About this exercise ->
Could you please write out each line of the records exactly, minus the pictures?

Recorded information ->
>>>

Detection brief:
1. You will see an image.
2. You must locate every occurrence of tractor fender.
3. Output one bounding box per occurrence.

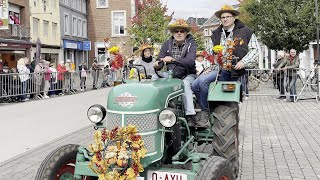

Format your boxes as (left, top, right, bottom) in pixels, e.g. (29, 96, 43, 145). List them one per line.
(207, 81, 241, 103)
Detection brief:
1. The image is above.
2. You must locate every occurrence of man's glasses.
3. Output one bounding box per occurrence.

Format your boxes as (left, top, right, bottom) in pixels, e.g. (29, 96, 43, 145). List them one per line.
(220, 16, 233, 20)
(174, 30, 186, 33)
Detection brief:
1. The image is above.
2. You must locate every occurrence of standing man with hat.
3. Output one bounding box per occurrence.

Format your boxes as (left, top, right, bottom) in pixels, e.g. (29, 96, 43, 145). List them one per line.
(212, 4, 259, 81)
(191, 5, 259, 127)
(154, 19, 198, 126)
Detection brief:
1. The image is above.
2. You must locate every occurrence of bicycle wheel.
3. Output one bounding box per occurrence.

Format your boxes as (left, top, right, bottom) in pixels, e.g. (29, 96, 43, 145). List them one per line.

<<<

Task answer ->
Detection brief:
1. You will see an image.
2. You must locate every occurrence of tractor fender.
3. Output one bounding box per occurrence.


Format your boxes as (left, top, right, bottom) in pixels, e.g. (29, 96, 43, 145). List them one per line.
(207, 81, 241, 103)
Detection brief:
1. The image is above.
2. You must locate every occurrence of man's glasses.
3. Output one bounding box per occurrence.

Format your boxes as (left, top, right, bottom) in pixels, e.g. (29, 96, 43, 145). List them one per line.
(220, 16, 233, 20)
(174, 30, 186, 33)
Detection brief:
1. The image is above.
2. You must locate every occurrence of standing man with hat.
3. Output one bounding box per occurrence.

Format your boxes as (left, top, right, bottom) in pixels, e.g. (29, 96, 43, 145). List them one per line.
(212, 4, 259, 81)
(191, 5, 259, 127)
(154, 19, 198, 126)
Detection brief:
1. The image is above.
2. You must locate every occurrence of bicycle wheel.
3. Output one bounding box per occurrence.

Format your boxes as (left, top, right, bottom) in pixels, e.g. (29, 96, 43, 145). List them one per line.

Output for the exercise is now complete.